_Exercise 1_. Reproduce the part of the homicide data analysis that begins at the words "We find that" and ends after "of Crime Type')", swapping in "counts_by_type" for every "crime_type_counts".
_Exercise 2_. Carry on the homicide data analysis from the point where it stops.

_Quoted text_.
========

We find that the number 998 is repeated many times for Victim Age, signalling a unknown value that we want to filter out. Further, the age 0 is reported several times for perpetrator age, which could also signal a missing value (or unknown).

Finally, we examine the frequency of different crime types:

In [None]:
# Get crime types count
crime_type_counts = murder_accountability_cleaned['Crime Type'].value_counts()
plt.figure(figsize=(8, 8))
plt.pie(crime_type_counts, labels=crime_type_counts.index, autopct='%1.1f%%', startangle=140)
plt.title('Distribution of Crime Type')
plt.axis('equal')
plt.tight_layout()
plt.show()

Since "Manslaughter by Negligence" accounts for only 1.3% of all observations, we remove all rows with this crime type. This category is procedurally and legally distinct from intentional homicides such as "Murder or Manslaughter" and is therefore less relevant to our analysis. After filtering out these cases, we also drop the Crime Type column entirely, as it no longer contains meaningful variation.



In [None]:
# Remove rows where Crime Type is "Manslaughter by Negligence"
murder_accountability_cleaned = murder_accountability_cleaned[
    murder_accountability_cleaned['Crime Type'] != 'Manslaughter by Negligence'
].reset_index(drop=True)

# Drop the Crime Type column
murder_accountability_cleaned = murder_accountability_cleaned.drop(columns=['Crime Type'])

print(f"Remaining observations: {len(murder_accountability_cleaned)}")

Now, we print out the shape of our cleaned data set. We still have over 500K observations in our data. So, ensure our analysis reflects the modern homicide landscape, we restrict the dataset to crimes that occurred after 1990. These cases are presumed to be more representative of current social, legal, and technological conditions affecting homicide patterns.

In [None]:
# Keep only crimes that occurred after 1990
murder_accountability_cleaned = murder_accountability_cleaned[murder_accountability_cleaned['Year'] >= 1990].reset_index(drop=True)

# Confirm enough rows in dataset
print(f"Remaining observations: {len(murder_accountability_cleaned)}")
print(f"Year range: {murder_accountability_cleaned['Year'].min()} to {murder_accountability_cleaned['Year'].max()}")


### 2.1.4 Data Preparation


For ease of analysis, we create some new features to better understand the homicide.

1. Firearm: A binary indicator for whether the perpetrator used a firearm or not.
*    Firearm: 1 if a "Weapon" == Firearm, Shotgun, Gun, Handgun or Rifle; 0 otherwise

2. Census_Region: Grouping 51 States into the following regions (based on United States Census classifications).

========

(Dataset excerpts on object pointing)
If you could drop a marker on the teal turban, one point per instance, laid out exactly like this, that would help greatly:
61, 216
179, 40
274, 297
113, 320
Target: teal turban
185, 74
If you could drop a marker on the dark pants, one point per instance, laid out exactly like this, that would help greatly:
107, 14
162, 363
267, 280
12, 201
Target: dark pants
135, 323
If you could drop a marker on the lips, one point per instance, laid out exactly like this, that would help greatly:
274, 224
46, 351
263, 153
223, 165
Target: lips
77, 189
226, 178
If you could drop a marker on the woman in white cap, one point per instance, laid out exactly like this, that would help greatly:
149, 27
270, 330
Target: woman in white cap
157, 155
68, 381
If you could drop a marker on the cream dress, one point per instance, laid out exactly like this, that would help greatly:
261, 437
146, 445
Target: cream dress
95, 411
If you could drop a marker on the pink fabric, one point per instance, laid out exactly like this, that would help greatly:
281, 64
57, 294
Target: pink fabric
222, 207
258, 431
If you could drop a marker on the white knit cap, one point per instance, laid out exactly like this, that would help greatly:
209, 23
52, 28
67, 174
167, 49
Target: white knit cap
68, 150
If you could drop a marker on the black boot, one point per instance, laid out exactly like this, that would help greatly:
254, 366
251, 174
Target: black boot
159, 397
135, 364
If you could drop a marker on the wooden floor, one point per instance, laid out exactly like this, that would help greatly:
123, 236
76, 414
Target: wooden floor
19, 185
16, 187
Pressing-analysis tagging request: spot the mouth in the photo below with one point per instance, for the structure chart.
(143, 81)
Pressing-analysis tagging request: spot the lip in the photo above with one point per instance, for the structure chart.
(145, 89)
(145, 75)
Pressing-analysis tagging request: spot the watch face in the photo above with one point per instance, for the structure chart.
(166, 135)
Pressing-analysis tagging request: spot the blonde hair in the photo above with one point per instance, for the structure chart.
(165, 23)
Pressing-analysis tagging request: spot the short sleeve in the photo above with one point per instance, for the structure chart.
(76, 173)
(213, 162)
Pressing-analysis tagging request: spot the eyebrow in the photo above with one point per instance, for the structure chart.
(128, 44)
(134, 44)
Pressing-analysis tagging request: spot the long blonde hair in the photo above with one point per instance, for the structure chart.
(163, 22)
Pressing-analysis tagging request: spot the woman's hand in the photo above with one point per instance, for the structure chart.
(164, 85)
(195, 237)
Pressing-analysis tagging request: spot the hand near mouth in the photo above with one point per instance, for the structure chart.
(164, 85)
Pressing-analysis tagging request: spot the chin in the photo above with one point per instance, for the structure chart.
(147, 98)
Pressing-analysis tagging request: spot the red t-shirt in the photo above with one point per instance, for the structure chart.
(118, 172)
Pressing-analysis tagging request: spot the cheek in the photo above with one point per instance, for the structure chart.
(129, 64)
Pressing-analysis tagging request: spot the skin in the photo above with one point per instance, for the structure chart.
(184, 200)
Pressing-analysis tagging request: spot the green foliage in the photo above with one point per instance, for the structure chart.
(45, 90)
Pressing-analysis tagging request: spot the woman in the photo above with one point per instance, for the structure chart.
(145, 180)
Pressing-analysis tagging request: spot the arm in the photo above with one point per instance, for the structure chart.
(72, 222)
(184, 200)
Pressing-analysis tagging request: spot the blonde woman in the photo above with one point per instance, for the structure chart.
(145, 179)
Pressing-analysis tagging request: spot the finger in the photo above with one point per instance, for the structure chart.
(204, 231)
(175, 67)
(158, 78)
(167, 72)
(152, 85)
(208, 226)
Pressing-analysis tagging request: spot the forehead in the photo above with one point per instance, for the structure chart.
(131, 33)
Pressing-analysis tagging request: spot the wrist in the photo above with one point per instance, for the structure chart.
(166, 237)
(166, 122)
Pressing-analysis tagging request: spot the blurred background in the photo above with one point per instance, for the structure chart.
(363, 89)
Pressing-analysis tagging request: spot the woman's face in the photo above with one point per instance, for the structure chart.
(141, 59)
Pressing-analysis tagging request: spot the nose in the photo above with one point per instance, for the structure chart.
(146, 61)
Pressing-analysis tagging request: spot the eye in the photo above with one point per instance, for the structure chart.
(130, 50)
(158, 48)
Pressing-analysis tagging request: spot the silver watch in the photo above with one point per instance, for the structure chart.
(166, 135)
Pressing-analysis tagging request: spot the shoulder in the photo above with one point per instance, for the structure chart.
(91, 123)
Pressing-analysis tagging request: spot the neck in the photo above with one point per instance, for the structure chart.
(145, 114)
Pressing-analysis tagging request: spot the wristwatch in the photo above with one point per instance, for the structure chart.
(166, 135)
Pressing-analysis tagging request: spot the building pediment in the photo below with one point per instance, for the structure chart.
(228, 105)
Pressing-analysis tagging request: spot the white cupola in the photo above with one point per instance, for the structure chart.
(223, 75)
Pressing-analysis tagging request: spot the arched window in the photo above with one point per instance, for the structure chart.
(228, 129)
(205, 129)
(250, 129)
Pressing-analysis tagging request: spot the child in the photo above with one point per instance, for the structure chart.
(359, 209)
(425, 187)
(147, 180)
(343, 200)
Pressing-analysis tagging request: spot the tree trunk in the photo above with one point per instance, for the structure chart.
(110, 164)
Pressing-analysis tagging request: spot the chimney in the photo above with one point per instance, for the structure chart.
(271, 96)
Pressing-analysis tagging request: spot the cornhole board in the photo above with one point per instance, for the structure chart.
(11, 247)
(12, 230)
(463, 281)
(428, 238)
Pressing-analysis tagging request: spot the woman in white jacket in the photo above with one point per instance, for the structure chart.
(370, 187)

========

_Response 1_.
We find that the number 998 is repeated many times for Victim Age, signalling a unknown value that we want to filter out. Further, the age 0 is reported several times for perpetrator age, which could also signal a missing value (or unknown).

Finally, we examine the frequency of different crime types:

In [None]:
# Get crime types count
counts_by_type = murder_accountability_cleaned['Crime Type'].value_counts()
plt.figure(figsize=(8, 8))
plt.pie(counts_by_type, labels=counts_by_type.index, autopct='%1.1f%%', startangle=140)
plt.title('Distribution of Crime Type')

_Response 2_.
*   Northeast: Connecticut, Maine, Massachusetts, New Hampshire, Rhode Island, Vermont, New Jersey, New York, Pennsylvania
*   Midwest: Illinois, Indiana, Iowa, Kansas, Michigan, Minnesota, Missouri, Nebraska, North Dakota, Ohio, South Dakota, Wisconsin
*   South: Alabama, Arkansas, Delaware, Florida, Georgia, Kentucky, Louisiana, Maryland, Mississippi, North Carolina, Oklahoma, South Carolina, Tennessee, Texas, Virginia, West Virginia, District of Columbia
*   West: Alaska, Arizona, California, Colorado, Hawaii, Idaho, Montana, Nevada, New Mexico, Oregon, Utah, Washington, Wyoming

3. Young: A indicator variable for whether the victim is under 30 years old, the median of the original dataset.

In [None]:
# List of unique weapon types to build definition of firearm
weapon_counts = murder_accountability_cleaned['Weapon'].value_counts()
print(weapon_counts)

In [None]:
# -------------------------------
# 1. Firearm Indicator
# -------------------------------

firearm_weapons = ['Firearm', 'Gun', 'Handgun', 'Shotgun', 'Rifle']
murder_accountability_cleaned['Firearm'] = murder_accountability_cleaned['Weapon'].isin(firearm_weapons).astype(int)

# -------------------------------
# 2. U.S. Census Region
# -------------------------------
state_region_map = {
    # Northeast
    'Connecticut': 'Northeast', 'Maine': 'Northeast', 'Massachusetts': 'Northeast',
    'New Hampshire': 'Northeast', 'Rhodes Island': 'Northeast', 'Vermont': 'Northeast', # we unconvered later that Rhode Island is misspelled in the MAP data
    'New Jersey': 'Northeast', 'New York': 'Northeast', 'Pennsylvania': 'Northeast',

    # Midwest
    'Illinois': 'Midwest', 'Indiana': 'Midwest', 'Iowa': 'Midwest', 'Kansas': 'Midwest',
    'Michigan': 'Midwest', 'Minnesota': 'Midwest', 'Missouri': 'Midwest',
    'Nebraska': 'Midwest', 'North Dakota': 'Midwest', 'Ohio': 'Midwest',
    'South Dakota': 'Midwest', 'Wisconsin': 'Midwest',

    # South
    'Alabama': 'South', 'Arkansas': 'South', 'Delaware': 'South', 'Florida': 'South',
    'Georgia': 'South', 'Kentucky': 'South', 'Louisiana': 'South', 'Maryland': 'South',
    'Mississippi': 'South', 'North Carolina': 'South', 'Oklahoma': 'South',
    'South Carolina': 'South', 'Tennessee': 'South', 'Texas': 'South',
    'Virginia': 'South', 'West Virginia': 'South', 'District of Columbia': 'South',

    # West
    'Alaska': 'West', 'Arizona': 'West', 'California': 'West', 'Colorado': 'West',
    'Hawaii': 'West', 'Idaho': 'West', 'Montana': 'West', 'Nevada': 'West',
    'New Mexico': 'West', 'Oregon': 'West', 'Utah': 'West', 'Washington': 'West',
    'Wyoming': 'West'
}

murder_accountability_cleaned['Census_Region'] = murder_accountability_cleaned['State'].map(state_region_map)

# -------------------------------
# 3. Young Indicator
# -------------------------------

murder_accountability_cleaned['Young'] = murder_accountability_cleaned['Victim Age'] <= 30


In [None]:
# Check the column creation worked
firearm_counts = murder_accountability_cleaned['Firearm'].value_counts()
print(firearm_counts)
region_counts = murder_accountability_cleaned['Census_Region'].value_counts()
print(region_counts)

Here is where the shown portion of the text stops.